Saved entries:
◇ ◇ ◇ ◇

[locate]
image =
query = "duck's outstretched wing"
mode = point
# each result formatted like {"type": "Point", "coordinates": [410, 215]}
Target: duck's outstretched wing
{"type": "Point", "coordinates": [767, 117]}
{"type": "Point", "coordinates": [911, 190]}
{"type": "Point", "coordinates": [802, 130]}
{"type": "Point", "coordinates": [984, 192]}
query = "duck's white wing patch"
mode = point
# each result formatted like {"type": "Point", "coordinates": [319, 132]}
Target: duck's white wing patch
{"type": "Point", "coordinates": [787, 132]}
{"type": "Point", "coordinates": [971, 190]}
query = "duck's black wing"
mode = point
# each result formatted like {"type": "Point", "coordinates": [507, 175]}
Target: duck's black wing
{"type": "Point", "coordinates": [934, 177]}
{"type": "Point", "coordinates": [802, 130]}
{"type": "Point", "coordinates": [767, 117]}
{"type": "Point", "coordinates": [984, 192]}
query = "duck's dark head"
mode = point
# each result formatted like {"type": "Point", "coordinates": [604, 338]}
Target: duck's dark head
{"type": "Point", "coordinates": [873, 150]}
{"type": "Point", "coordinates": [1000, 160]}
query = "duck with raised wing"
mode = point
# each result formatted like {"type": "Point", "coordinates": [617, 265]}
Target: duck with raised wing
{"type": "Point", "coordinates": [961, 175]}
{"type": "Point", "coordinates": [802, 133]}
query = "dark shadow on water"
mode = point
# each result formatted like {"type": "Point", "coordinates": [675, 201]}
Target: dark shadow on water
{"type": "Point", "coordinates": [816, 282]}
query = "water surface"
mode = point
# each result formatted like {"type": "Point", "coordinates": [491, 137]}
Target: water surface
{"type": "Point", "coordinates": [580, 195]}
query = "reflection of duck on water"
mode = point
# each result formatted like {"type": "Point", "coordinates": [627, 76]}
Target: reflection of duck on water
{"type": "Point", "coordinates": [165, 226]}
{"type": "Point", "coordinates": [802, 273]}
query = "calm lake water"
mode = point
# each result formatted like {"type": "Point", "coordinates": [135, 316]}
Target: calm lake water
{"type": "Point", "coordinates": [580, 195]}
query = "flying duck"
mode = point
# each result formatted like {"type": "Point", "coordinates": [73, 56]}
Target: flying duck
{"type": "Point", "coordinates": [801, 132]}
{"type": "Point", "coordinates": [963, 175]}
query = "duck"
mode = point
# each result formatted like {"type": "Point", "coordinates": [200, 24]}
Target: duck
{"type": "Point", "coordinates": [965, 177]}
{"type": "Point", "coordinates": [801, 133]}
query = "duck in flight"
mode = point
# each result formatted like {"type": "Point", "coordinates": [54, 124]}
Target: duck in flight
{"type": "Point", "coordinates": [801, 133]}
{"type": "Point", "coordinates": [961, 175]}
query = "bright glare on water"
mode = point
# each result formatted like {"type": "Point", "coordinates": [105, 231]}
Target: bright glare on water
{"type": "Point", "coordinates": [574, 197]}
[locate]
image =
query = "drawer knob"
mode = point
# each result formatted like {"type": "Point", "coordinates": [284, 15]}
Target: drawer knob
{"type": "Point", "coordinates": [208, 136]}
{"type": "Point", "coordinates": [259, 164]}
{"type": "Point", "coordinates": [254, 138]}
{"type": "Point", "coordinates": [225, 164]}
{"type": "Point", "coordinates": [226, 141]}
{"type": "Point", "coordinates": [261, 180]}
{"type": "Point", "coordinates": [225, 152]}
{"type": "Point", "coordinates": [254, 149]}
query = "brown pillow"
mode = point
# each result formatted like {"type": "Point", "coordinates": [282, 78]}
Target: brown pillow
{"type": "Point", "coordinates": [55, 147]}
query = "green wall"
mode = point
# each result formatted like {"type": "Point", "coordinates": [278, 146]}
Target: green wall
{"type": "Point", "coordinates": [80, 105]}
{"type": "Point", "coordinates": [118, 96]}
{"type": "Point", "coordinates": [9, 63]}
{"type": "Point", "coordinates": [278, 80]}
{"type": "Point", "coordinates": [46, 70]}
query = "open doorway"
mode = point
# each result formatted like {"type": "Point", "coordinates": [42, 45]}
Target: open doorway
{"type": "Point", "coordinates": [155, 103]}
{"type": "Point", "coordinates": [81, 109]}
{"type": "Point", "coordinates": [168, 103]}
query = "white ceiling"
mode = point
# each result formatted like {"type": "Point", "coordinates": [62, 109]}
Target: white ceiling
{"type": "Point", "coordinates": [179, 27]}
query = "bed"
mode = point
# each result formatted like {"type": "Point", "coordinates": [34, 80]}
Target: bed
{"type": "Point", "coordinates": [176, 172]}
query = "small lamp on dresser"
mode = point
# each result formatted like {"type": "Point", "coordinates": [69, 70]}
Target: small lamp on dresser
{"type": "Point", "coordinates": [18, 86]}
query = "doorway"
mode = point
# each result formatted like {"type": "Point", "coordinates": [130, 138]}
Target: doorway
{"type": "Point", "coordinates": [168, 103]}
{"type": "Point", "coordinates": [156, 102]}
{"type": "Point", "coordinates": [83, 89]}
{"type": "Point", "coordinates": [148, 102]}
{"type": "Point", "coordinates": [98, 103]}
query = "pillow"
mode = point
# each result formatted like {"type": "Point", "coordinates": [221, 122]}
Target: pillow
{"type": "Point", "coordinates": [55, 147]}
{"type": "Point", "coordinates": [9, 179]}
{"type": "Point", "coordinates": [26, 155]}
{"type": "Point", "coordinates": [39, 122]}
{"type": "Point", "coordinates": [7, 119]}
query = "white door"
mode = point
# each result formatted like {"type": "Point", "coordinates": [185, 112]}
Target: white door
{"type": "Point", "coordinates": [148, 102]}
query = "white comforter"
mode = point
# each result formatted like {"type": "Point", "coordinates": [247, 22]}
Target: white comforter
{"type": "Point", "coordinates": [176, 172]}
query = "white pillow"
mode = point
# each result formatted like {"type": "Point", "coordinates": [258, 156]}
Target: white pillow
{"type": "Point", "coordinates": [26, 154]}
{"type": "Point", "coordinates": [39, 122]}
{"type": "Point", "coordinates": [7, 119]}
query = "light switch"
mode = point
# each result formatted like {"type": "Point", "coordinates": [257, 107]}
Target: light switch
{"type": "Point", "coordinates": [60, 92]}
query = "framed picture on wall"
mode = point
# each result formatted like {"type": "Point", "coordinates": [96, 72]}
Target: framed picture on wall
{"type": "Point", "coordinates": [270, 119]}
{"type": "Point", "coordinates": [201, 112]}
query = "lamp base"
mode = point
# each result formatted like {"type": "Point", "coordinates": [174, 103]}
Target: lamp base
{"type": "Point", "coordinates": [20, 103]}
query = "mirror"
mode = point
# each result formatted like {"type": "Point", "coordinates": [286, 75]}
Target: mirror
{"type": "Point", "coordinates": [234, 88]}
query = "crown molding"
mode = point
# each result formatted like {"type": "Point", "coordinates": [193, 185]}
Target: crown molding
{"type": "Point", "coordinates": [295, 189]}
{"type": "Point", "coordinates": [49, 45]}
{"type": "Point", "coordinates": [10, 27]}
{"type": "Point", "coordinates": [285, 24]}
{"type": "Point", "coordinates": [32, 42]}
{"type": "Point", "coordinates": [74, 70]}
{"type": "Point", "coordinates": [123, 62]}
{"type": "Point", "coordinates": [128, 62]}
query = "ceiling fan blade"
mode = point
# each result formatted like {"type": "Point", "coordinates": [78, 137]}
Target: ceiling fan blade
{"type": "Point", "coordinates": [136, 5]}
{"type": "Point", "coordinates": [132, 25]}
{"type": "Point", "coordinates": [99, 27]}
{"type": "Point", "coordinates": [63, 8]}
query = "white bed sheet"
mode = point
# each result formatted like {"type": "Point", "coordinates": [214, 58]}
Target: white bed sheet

◇ ◇ ◇ ◇

[How to complete this task]
Write out again every entry above, exactly as given.

[Answer for this exercise]
[locate]
image =
query = "duck's outstretched wing"
mode = point
# each result formatted like {"type": "Point", "coordinates": [410, 215]}
Target: duck's outstretched wing
{"type": "Point", "coordinates": [767, 117]}
{"type": "Point", "coordinates": [911, 190]}
{"type": "Point", "coordinates": [802, 130]}
{"type": "Point", "coordinates": [984, 192]}
query = "duck's white wing patch"
mode = point
# each result formatted like {"type": "Point", "coordinates": [319, 132]}
Target: duck's white wing patch
{"type": "Point", "coordinates": [787, 132]}
{"type": "Point", "coordinates": [971, 190]}
query = "duck's black wing"
mode = point
# each result formatted like {"type": "Point", "coordinates": [507, 175]}
Target: duck's black wing
{"type": "Point", "coordinates": [934, 177]}
{"type": "Point", "coordinates": [802, 130]}
{"type": "Point", "coordinates": [767, 117]}
{"type": "Point", "coordinates": [984, 192]}
query = "duck's dark head"
mode = point
# each result formatted like {"type": "Point", "coordinates": [604, 338]}
Target: duck's dark head
{"type": "Point", "coordinates": [873, 150]}
{"type": "Point", "coordinates": [1000, 160]}
query = "duck with raised wing"
mode = point
# each result formatted like {"type": "Point", "coordinates": [617, 265]}
Target: duck with raised wing
{"type": "Point", "coordinates": [961, 175]}
{"type": "Point", "coordinates": [802, 133]}
query = "dark shadow on water"
mode = point
# each result formatted like {"type": "Point", "coordinates": [675, 201]}
Target: dark shadow on water
{"type": "Point", "coordinates": [816, 282]}
query = "water surface"
mode = point
# each result formatted like {"type": "Point", "coordinates": [491, 137]}
Target: water surface
{"type": "Point", "coordinates": [580, 195]}
query = "reflection of duck on water"
mode = point
# each result formatted like {"type": "Point", "coordinates": [627, 76]}
Target: reflection of duck on water
{"type": "Point", "coordinates": [165, 226]}
{"type": "Point", "coordinates": [802, 273]}
query = "calm lake water"
mode = point
# each result formatted like {"type": "Point", "coordinates": [135, 316]}
Target: calm lake water
{"type": "Point", "coordinates": [580, 195]}
query = "flying duck"
mode = point
# each result formatted like {"type": "Point", "coordinates": [73, 56]}
Target: flying duck
{"type": "Point", "coordinates": [801, 132]}
{"type": "Point", "coordinates": [963, 175]}
query = "duck"
mode = point
# each result formatted like {"type": "Point", "coordinates": [200, 24]}
Target: duck
{"type": "Point", "coordinates": [965, 177]}
{"type": "Point", "coordinates": [801, 133]}
query = "duck in flight"
mode = point
# each result formatted like {"type": "Point", "coordinates": [54, 124]}
Target: duck in flight
{"type": "Point", "coordinates": [801, 133]}
{"type": "Point", "coordinates": [961, 175]}
query = "bright glare on water"
mode = point
# each result formatted like {"type": "Point", "coordinates": [105, 231]}
Target: bright glare on water
{"type": "Point", "coordinates": [574, 197]}
[locate]
image =
query = "drawer knob"
mode = point
# each result formatted like {"type": "Point", "coordinates": [284, 15]}
Target: drawer knob
{"type": "Point", "coordinates": [208, 136]}
{"type": "Point", "coordinates": [259, 164]}
{"type": "Point", "coordinates": [254, 138]}
{"type": "Point", "coordinates": [225, 164]}
{"type": "Point", "coordinates": [226, 141]}
{"type": "Point", "coordinates": [261, 180]}
{"type": "Point", "coordinates": [225, 152]}
{"type": "Point", "coordinates": [254, 149]}
query = "brown pillow"
mode = point
# each result formatted like {"type": "Point", "coordinates": [282, 78]}
Target: brown pillow
{"type": "Point", "coordinates": [55, 147]}
query = "green wall"
mode = point
# each result formatted like {"type": "Point", "coordinates": [278, 146]}
Target: green wall
{"type": "Point", "coordinates": [80, 105]}
{"type": "Point", "coordinates": [118, 96]}
{"type": "Point", "coordinates": [9, 63]}
{"type": "Point", "coordinates": [278, 80]}
{"type": "Point", "coordinates": [46, 70]}
query = "open doorway"
mode = point
# each result formatted like {"type": "Point", "coordinates": [42, 45]}
Target: open doorway
{"type": "Point", "coordinates": [155, 103]}
{"type": "Point", "coordinates": [81, 109]}
{"type": "Point", "coordinates": [168, 103]}
query = "white ceiling"
mode = point
# each result formatted like {"type": "Point", "coordinates": [62, 109]}
Target: white ceiling
{"type": "Point", "coordinates": [179, 27]}
query = "bed"
mode = point
# each result formatted like {"type": "Point", "coordinates": [34, 80]}
Target: bed
{"type": "Point", "coordinates": [176, 172]}
query = "small lamp on dresser"
mode = point
# each result formatted like {"type": "Point", "coordinates": [69, 70]}
Target: small lamp on dresser
{"type": "Point", "coordinates": [18, 86]}
query = "doorway"
mode = point
# each result formatted like {"type": "Point", "coordinates": [130, 138]}
Target: doorway
{"type": "Point", "coordinates": [168, 103]}
{"type": "Point", "coordinates": [156, 102]}
{"type": "Point", "coordinates": [83, 89]}
{"type": "Point", "coordinates": [148, 102]}
{"type": "Point", "coordinates": [98, 103]}
query = "pillow"
mode = point
# each result formatted like {"type": "Point", "coordinates": [221, 122]}
Target: pillow
{"type": "Point", "coordinates": [55, 147]}
{"type": "Point", "coordinates": [9, 179]}
{"type": "Point", "coordinates": [26, 155]}
{"type": "Point", "coordinates": [39, 122]}
{"type": "Point", "coordinates": [7, 119]}
query = "white door"
mode = point
# each result formatted like {"type": "Point", "coordinates": [185, 112]}
Target: white door
{"type": "Point", "coordinates": [148, 102]}
query = "white comforter"
mode = point
# each result formatted like {"type": "Point", "coordinates": [247, 22]}
Target: white comforter
{"type": "Point", "coordinates": [176, 172]}
query = "white pillow"
mode = point
# each result formatted like {"type": "Point", "coordinates": [258, 156]}
Target: white pillow
{"type": "Point", "coordinates": [26, 154]}
{"type": "Point", "coordinates": [39, 122]}
{"type": "Point", "coordinates": [7, 119]}
query = "light switch"
mode = point
# each result formatted like {"type": "Point", "coordinates": [257, 107]}
Target: light switch
{"type": "Point", "coordinates": [60, 92]}
query = "framed picture on wall"
mode = point
# each result formatted like {"type": "Point", "coordinates": [96, 72]}
Target: framed picture on wall
{"type": "Point", "coordinates": [270, 119]}
{"type": "Point", "coordinates": [201, 112]}
query = "lamp base"
mode = point
# each result formatted like {"type": "Point", "coordinates": [174, 103]}
Target: lamp base
{"type": "Point", "coordinates": [20, 103]}
query = "mirror"
mode = point
# each result formatted like {"type": "Point", "coordinates": [286, 75]}
Target: mirror
{"type": "Point", "coordinates": [234, 88]}
query = "crown molding"
mode = point
# each result formatted like {"type": "Point", "coordinates": [193, 185]}
Target: crown molding
{"type": "Point", "coordinates": [295, 189]}
{"type": "Point", "coordinates": [49, 45]}
{"type": "Point", "coordinates": [10, 27]}
{"type": "Point", "coordinates": [285, 24]}
{"type": "Point", "coordinates": [32, 42]}
{"type": "Point", "coordinates": [74, 70]}
{"type": "Point", "coordinates": [123, 62]}
{"type": "Point", "coordinates": [128, 62]}
query = "ceiling fan blade"
mode = point
# each result formatted like {"type": "Point", "coordinates": [78, 137]}
Target: ceiling fan blade
{"type": "Point", "coordinates": [136, 5]}
{"type": "Point", "coordinates": [132, 25]}
{"type": "Point", "coordinates": [99, 27]}
{"type": "Point", "coordinates": [63, 8]}
query = "white bed sheet"
mode = point
# each result formatted like {"type": "Point", "coordinates": [214, 58]}
Target: white bed sheet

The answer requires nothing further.